# DIRECTIVE:
Copy the records word for word, starting at the first line and ending at the line that contains "(113, 1109)".

# ENTRIES SUPPLIED:
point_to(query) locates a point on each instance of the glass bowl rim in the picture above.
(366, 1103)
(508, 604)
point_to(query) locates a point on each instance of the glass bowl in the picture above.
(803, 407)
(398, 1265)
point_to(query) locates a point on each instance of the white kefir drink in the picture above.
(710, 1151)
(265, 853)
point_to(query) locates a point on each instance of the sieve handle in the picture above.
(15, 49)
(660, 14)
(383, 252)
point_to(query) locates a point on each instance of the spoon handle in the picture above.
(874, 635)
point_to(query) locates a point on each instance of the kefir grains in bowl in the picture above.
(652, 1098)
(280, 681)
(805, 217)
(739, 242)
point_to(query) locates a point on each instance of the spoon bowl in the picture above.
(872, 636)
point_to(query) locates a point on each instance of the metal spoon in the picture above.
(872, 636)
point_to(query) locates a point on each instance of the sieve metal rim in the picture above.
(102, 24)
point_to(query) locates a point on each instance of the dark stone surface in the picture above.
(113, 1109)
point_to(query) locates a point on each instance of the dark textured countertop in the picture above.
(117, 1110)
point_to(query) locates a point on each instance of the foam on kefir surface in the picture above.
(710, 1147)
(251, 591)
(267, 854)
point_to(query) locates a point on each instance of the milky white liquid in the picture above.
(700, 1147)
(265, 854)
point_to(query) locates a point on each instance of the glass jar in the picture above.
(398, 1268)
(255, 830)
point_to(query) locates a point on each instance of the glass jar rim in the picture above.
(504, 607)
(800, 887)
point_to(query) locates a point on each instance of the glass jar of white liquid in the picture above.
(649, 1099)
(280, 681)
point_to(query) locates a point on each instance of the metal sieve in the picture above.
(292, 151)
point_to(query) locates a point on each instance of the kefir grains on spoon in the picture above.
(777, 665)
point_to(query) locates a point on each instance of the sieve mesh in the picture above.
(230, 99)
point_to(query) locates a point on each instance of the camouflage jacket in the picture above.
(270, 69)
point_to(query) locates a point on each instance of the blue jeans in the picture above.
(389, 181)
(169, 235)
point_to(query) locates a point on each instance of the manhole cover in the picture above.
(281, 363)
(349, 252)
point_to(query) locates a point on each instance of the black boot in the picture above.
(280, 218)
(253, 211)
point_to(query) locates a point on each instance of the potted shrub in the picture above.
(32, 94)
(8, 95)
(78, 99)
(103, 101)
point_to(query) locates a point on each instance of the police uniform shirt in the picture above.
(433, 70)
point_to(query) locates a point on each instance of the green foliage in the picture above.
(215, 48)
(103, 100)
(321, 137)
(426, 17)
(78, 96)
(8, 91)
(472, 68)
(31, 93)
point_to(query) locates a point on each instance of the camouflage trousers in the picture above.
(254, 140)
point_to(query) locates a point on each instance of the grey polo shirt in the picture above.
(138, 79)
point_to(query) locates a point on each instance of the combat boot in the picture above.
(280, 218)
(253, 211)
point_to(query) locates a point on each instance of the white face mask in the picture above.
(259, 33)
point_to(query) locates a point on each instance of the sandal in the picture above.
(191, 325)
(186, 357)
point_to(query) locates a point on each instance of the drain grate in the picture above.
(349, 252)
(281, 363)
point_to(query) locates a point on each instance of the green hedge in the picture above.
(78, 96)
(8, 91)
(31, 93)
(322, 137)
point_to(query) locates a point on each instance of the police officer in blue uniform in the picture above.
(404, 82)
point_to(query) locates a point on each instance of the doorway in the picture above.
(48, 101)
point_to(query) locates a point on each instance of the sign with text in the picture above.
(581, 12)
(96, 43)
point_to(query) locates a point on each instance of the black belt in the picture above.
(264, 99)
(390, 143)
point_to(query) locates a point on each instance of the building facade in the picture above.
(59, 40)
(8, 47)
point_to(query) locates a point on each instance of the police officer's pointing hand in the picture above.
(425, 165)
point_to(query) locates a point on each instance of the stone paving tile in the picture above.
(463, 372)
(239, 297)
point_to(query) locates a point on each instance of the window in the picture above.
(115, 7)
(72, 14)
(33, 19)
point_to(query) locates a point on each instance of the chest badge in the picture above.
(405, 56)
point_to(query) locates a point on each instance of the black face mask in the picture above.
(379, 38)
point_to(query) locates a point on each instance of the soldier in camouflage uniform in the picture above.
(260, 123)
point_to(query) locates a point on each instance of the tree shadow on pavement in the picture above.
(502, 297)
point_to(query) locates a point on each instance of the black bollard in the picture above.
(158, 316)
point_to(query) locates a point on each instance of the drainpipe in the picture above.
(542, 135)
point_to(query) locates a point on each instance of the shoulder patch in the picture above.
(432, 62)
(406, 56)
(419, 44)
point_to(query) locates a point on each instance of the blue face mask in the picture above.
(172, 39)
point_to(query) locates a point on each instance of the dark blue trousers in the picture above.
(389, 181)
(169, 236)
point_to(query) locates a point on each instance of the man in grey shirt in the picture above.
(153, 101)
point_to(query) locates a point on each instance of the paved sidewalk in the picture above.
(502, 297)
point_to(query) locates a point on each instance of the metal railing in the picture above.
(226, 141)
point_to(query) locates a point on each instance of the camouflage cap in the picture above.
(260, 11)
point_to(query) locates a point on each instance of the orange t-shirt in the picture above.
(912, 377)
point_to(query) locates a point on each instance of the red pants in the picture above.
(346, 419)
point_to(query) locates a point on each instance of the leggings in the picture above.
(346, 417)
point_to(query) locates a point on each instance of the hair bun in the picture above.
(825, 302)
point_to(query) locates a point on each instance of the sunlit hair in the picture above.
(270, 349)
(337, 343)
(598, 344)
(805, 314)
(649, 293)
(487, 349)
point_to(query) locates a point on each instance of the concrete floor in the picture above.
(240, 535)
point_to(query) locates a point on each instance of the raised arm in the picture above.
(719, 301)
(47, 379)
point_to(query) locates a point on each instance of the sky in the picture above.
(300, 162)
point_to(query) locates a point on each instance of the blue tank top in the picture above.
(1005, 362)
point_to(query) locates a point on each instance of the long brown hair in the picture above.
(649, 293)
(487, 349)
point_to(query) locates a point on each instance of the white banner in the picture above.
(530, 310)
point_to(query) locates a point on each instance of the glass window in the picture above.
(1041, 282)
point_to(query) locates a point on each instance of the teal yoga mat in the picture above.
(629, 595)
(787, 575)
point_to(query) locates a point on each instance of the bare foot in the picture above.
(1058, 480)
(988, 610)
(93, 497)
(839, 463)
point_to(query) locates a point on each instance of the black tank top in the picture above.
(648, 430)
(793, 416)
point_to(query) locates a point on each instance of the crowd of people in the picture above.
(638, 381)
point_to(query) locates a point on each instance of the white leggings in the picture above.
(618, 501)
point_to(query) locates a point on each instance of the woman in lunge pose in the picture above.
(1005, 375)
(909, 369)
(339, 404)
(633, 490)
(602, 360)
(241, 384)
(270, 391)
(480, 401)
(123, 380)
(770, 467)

# THE SOLUTION:
point_to(query) locates a point on each instance of the glass bowl rim in the picture above.
(366, 1103)
(508, 604)
point_to(query) locates a point on each instance of the glass bowl in the picture above.
(803, 407)
(398, 1265)
point_to(query) locates a point on each instance of the white kefir drink in the picture above.
(710, 1151)
(265, 853)
point_to(query) locates a point on each instance of the sieve handle in the picture above.
(15, 49)
(660, 14)
(383, 252)
point_to(query) locates a point on each instance of the spoon handle in the picture above.
(874, 635)
point_to(query) locates a point on each instance of the kefir grains in bowl in the picture above.
(652, 1098)
(280, 681)
(805, 217)
(739, 242)
point_to(query) locates a point on each instance of the spoon bowl in the picture above.
(872, 636)
point_to(query) locates a point on each instance of the metal spoon in the picture above.
(872, 636)
point_to(query) locates a point on each instance of the sieve metal rim in the picture above.
(102, 24)
point_to(query) locates a point on each instance of the dark stone surface in the picture above.
(113, 1109)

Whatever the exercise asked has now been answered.